Scan the records for the word "white". Copy each line that includes it.
:: Material supplied ::
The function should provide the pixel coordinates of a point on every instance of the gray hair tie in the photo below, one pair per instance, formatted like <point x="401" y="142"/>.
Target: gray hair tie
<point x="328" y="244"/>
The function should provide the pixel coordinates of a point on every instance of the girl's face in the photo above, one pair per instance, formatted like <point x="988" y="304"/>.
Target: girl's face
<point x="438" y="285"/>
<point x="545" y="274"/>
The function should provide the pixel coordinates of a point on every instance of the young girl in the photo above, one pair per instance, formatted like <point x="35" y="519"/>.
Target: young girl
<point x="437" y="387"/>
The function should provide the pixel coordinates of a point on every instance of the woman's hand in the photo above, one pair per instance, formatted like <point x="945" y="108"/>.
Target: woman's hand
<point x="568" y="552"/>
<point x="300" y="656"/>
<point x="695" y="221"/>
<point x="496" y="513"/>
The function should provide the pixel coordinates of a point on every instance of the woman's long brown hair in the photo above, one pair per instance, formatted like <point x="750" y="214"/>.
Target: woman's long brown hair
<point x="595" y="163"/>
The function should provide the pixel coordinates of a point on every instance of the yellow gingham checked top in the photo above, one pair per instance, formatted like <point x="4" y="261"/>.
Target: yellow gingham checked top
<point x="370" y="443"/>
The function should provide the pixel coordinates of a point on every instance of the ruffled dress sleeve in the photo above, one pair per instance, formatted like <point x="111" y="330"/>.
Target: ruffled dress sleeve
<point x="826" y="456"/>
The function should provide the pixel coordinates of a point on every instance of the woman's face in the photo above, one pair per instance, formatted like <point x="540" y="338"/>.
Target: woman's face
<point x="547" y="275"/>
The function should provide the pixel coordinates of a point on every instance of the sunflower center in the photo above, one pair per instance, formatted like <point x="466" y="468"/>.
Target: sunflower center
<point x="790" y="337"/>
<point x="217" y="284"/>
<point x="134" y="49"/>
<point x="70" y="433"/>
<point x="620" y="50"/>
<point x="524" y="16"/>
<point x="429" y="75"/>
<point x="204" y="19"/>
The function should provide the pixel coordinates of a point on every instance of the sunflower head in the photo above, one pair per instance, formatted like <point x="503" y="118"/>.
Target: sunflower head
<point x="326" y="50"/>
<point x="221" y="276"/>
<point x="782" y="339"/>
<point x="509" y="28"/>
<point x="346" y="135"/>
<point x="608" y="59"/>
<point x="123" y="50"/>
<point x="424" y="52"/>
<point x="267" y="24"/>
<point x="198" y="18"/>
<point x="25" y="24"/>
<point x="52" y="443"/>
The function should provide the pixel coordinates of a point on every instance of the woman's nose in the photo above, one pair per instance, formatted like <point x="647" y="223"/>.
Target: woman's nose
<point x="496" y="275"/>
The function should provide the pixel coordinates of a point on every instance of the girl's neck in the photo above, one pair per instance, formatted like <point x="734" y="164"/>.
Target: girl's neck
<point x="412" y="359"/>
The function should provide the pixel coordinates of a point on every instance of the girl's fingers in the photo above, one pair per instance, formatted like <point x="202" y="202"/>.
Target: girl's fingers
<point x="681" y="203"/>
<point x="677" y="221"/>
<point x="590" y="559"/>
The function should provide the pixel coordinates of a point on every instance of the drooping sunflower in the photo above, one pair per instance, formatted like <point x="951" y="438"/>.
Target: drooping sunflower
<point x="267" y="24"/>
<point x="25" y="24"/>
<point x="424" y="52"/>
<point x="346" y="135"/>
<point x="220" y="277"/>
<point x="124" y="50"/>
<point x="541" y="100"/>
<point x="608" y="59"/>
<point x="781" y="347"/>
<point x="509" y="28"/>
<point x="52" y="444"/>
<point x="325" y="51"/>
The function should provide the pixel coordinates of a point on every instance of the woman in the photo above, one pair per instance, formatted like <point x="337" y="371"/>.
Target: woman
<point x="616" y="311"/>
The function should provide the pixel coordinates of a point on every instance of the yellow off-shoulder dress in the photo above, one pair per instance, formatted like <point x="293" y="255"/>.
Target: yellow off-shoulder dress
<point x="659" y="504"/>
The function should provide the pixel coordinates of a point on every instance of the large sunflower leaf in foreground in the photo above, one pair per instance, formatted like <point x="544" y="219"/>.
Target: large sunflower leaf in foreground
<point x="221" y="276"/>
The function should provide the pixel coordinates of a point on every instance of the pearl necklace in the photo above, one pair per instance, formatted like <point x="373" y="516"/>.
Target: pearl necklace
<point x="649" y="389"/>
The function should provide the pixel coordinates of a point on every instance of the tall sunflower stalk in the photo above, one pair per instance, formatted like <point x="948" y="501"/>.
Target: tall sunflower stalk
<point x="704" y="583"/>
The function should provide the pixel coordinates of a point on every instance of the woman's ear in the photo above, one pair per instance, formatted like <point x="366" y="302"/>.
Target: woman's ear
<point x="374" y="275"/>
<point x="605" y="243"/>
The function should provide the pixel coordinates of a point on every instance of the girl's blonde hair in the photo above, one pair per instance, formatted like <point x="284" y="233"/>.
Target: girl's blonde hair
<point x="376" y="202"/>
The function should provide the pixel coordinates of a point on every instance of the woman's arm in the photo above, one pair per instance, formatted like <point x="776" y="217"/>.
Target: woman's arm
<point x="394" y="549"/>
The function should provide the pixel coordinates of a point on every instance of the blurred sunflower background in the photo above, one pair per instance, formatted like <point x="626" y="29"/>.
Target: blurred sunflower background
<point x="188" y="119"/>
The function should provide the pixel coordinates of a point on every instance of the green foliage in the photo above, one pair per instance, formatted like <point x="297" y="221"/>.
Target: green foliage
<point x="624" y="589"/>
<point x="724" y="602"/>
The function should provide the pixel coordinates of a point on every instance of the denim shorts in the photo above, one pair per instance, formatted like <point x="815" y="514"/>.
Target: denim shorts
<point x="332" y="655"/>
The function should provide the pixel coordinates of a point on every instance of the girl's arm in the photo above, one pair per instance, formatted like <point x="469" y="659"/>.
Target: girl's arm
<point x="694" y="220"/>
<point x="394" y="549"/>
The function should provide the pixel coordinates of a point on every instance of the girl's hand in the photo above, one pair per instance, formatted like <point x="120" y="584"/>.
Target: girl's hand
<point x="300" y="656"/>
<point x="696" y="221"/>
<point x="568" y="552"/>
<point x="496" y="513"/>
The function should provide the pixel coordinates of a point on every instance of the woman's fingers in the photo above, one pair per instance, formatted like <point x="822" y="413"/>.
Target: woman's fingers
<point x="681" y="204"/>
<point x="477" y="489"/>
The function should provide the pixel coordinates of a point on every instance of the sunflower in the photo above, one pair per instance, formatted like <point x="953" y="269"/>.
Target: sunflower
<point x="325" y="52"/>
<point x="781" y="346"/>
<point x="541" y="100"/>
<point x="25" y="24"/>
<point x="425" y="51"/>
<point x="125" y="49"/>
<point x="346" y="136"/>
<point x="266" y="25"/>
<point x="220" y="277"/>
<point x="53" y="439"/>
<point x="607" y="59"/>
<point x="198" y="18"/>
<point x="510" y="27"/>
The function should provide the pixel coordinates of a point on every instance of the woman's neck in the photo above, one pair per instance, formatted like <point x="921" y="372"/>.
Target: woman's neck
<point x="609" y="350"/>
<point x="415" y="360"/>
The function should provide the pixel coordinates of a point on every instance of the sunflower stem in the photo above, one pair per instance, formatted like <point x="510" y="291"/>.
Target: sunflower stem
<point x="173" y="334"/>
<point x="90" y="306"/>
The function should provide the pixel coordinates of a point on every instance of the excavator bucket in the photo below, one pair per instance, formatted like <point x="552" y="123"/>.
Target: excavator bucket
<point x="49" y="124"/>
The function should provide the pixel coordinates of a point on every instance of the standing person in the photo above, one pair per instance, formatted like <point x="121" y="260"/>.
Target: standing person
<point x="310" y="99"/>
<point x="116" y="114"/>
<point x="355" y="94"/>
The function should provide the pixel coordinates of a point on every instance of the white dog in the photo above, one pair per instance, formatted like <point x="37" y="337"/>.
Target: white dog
:::
_Solution to the exercise_
The function should provide the pixel coordinates of a point on every instance of the white dog in the photo above, one pair per instance, formatted like <point x="37" y="337"/>.
Target: white dog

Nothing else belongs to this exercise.